[Opening Dataset records section]

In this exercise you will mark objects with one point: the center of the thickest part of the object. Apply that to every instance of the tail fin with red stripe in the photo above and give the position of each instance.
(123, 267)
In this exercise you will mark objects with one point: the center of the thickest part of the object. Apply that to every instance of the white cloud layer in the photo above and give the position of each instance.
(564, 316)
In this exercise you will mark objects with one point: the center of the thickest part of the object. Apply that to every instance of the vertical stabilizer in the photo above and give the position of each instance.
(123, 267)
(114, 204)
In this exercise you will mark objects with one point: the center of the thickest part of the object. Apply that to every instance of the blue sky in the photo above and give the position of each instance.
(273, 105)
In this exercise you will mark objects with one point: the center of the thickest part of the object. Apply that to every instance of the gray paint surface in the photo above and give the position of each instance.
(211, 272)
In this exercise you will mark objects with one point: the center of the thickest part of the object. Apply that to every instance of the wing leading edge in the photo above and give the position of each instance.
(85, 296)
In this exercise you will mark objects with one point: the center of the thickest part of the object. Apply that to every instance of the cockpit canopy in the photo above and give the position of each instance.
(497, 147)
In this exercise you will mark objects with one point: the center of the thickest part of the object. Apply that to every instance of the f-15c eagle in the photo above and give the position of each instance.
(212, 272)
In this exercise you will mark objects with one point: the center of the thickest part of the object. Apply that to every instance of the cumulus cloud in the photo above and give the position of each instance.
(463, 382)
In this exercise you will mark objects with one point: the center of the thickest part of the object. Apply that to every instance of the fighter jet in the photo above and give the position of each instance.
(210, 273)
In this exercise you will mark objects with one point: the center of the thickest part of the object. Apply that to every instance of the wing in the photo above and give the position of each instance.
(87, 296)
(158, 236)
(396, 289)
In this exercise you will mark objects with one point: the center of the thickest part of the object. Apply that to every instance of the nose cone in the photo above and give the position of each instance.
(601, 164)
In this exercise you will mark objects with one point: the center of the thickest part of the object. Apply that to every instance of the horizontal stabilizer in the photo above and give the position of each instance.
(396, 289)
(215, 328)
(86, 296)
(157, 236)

[Closing Dataset records section]

In full and word for word, repeat the records.

* Task response:
In this exercise you will mark objects with one point: the center of the thickest part of the object. Apply that to every instance of the tail fin with red stripe in the photo above and give the position of each instance.
(123, 267)
In this exercise you will mark objects with one point: the center of the thickest part of the object. Apply that to every instance of the white cloud layer in the photo above and give the position of each instance.
(564, 316)
In this exercise you will mark objects with one point: the center of the thickest part of the object. Apply that to every instance of the vertical stabilizer in the photo above and give the position of each instance.
(123, 267)
(114, 204)
In this exercise you will mark objects with one point: the center of the thickest part of the object. Apply that to every instance of the blue sky in the photo above and give the position of each instance.
(273, 105)
In this exercise you will mark objects with one point: the center of the thickest part of the object. Apply that to every instance of the gray paint surface in the photo above and give the position of each instance.
(211, 272)
In this exercise you will mark objects with one point: the center of the thickest part of the object. Apply that to every instance of the wing leading edge in the photo above and give the position of each instance.
(85, 296)
In this exercise you will mark objects with one point: the center of the thickest part of the object. Apply that to every instance of the cockpit canopy in the photo above and give the position of each instance.
(497, 147)
In this exercise you will mark objects with one point: the center of the thickest part of the object. Apply that to every instance of the f-15c eagle in the photo above and give the position of each instance.
(212, 272)
In this exercise you will mark objects with one point: the center of the thickest part of the object. Apply that to every instance of the cumulus cloud in the photo above and give the position of each instance.
(463, 382)
In this exercise you will mark objects with one point: the center of the thickest part of the object. Apply that to every instance of the fighter jet in the photo above and give the position of each instance.
(210, 273)
In this exercise you will mark objects with one point: the center of the thickest part of the object. Apply that to every instance of the wing in the photo above and give the position of each instance.
(87, 296)
(158, 236)
(396, 289)
In this exercise you will mark objects with one point: the center of the thickest part of the object. Apply that to every instance of the nose cone in the photo above and give the position of each instance.
(601, 164)
In this exercise you will mark objects with one point: the center of the thickest part of the object. Apply that to every instance of the horizontal stabilizer in the photo above and give the position of each instance.
(396, 289)
(215, 328)
(86, 296)
(157, 236)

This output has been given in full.